● **Instruction**:
Convert every line of the data below into a JSON list of strings, with one string per line and blank lines omitted.

Dataset entries
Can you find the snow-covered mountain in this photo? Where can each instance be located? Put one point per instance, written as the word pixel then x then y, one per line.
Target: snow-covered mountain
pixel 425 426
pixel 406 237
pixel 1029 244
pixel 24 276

● **Solution below**:
[
  "Can you find the snow-covered mountain in this photo? Where can each instance be located? Put one point per instance, written as the word pixel then x then y, one per line.",
  "Target: snow-covered mountain",
  "pixel 425 426",
  "pixel 406 237",
  "pixel 1029 244",
  "pixel 24 276"
]